▶ **Job**: Write out the material below exactly, beginning at the line that contains "Note: pick out each instance of the sand on" and ending with its last line, both ends included; write nothing else.

▶ **Information provided**:
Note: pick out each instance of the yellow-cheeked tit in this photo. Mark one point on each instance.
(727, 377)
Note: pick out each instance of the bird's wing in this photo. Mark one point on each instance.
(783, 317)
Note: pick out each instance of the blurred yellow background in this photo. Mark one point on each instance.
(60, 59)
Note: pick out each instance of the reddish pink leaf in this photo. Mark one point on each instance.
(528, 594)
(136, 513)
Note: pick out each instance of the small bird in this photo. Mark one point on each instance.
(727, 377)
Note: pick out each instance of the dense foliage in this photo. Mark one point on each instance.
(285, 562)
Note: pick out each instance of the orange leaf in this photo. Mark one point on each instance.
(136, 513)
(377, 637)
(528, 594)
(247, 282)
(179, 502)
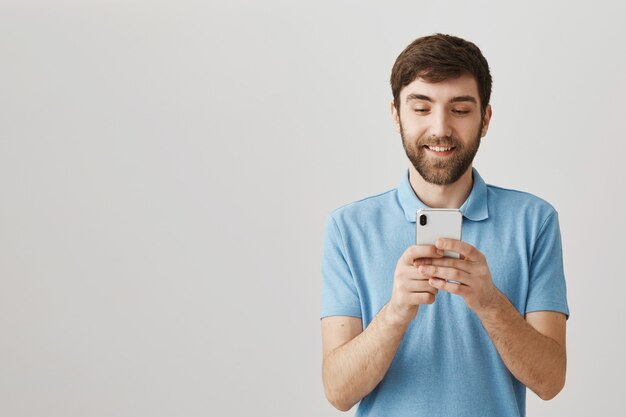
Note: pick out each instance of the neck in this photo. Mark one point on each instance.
(441, 196)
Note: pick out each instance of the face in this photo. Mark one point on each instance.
(441, 127)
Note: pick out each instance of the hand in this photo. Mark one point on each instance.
(410, 286)
(471, 271)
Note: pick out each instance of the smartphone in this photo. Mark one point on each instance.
(433, 224)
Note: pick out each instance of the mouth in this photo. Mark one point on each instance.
(440, 150)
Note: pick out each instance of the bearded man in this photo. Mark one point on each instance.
(409, 332)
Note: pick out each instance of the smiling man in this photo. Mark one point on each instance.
(397, 335)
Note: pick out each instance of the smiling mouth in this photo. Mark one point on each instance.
(440, 149)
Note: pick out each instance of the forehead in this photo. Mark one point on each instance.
(443, 91)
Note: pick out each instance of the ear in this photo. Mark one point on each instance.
(486, 121)
(395, 117)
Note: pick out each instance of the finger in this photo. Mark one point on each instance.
(419, 286)
(420, 251)
(444, 273)
(441, 284)
(422, 261)
(468, 251)
(459, 264)
(416, 298)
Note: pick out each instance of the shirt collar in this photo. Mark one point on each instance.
(474, 208)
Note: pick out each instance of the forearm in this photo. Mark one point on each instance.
(353, 370)
(537, 361)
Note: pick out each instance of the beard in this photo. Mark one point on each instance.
(441, 170)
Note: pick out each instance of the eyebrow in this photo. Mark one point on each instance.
(457, 99)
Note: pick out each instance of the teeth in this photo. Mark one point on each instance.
(439, 148)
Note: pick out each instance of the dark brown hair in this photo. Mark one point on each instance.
(437, 58)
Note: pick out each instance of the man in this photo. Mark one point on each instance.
(398, 336)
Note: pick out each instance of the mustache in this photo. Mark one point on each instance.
(446, 142)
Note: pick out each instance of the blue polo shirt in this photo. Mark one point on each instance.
(446, 365)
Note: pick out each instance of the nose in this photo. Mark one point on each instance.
(441, 127)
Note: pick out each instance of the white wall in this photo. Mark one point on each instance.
(166, 169)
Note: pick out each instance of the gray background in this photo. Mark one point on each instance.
(166, 169)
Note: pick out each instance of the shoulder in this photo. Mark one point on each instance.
(507, 198)
(366, 209)
(511, 206)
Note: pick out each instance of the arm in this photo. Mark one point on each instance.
(533, 349)
(355, 361)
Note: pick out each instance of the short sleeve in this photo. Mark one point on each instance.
(547, 290)
(339, 293)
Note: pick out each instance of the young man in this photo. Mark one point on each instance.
(397, 335)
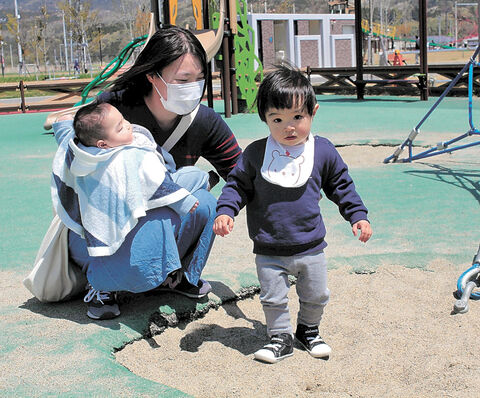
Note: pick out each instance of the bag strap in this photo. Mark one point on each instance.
(180, 130)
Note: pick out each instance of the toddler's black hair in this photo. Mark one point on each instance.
(285, 87)
(88, 123)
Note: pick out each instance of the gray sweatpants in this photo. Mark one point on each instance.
(311, 273)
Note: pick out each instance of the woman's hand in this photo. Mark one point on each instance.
(223, 225)
(194, 207)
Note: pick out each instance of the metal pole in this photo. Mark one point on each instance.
(3, 59)
(19, 46)
(370, 10)
(208, 77)
(67, 65)
(478, 24)
(358, 48)
(456, 26)
(422, 18)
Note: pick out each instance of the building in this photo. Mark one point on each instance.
(315, 40)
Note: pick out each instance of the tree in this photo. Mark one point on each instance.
(79, 20)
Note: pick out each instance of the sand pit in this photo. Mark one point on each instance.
(391, 331)
(392, 335)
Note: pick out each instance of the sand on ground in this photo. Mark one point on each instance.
(392, 333)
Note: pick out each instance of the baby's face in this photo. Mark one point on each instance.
(117, 131)
(289, 126)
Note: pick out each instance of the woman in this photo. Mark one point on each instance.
(162, 92)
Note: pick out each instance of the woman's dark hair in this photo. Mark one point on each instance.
(87, 123)
(164, 47)
(283, 88)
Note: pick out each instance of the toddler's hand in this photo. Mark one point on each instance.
(64, 117)
(194, 207)
(223, 225)
(365, 230)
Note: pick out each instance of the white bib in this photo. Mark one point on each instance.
(288, 166)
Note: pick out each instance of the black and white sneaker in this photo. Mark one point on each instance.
(311, 341)
(177, 283)
(101, 305)
(280, 347)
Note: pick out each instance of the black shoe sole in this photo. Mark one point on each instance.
(305, 348)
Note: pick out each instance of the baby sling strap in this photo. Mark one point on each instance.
(180, 130)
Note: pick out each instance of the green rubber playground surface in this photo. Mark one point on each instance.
(420, 212)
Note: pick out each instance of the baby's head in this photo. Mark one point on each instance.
(286, 102)
(285, 88)
(102, 125)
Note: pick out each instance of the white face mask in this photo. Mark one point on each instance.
(181, 98)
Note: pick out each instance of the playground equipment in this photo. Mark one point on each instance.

▶ **Result for this exercise**:
Note: pick out each instance of the sand on ground in this photo. Mark one point on each instance.
(392, 333)
Note: pick out each instance of the baby's face in this photo. Mark one point on each instance.
(117, 131)
(289, 126)
Note: pick out each instance of the woman in this photo. Mark one point on each instance.
(162, 92)
Note: pick out each instance of the woman's dark hair in this photo. Mark one point on each instance.
(87, 123)
(164, 47)
(283, 88)
Note: pick out each instance of the toddler's hand in this photo. Mark one point on each instance.
(64, 117)
(194, 207)
(223, 225)
(365, 230)
Note: pick out each instance of the white bib in this photo. Mark one point on each instance.
(288, 166)
Note: pick out each instance of the black and white sneaker in this photo. Mark one point on each instance.
(311, 341)
(177, 283)
(101, 305)
(280, 347)
Note: pick out each instance of the black shoe sole in this photo. Mark one point on each instance.
(305, 348)
Note: pick out each instance of the baby sling strap in this photo. Mark one point on each instance.
(180, 130)
Note: pick out each instance of the green rubber playground surface in this photo. Mark one point on each instance.
(420, 212)
Note: pick out each instance of the baby's head in this photo. Mark one point on each instance.
(286, 102)
(285, 88)
(102, 125)
Note: pick out each instance of the white face mask in this photo. Mark one point on each instance.
(181, 98)
Note: pick out each instance of the playground equipment in this photo. Mark one point on each instance.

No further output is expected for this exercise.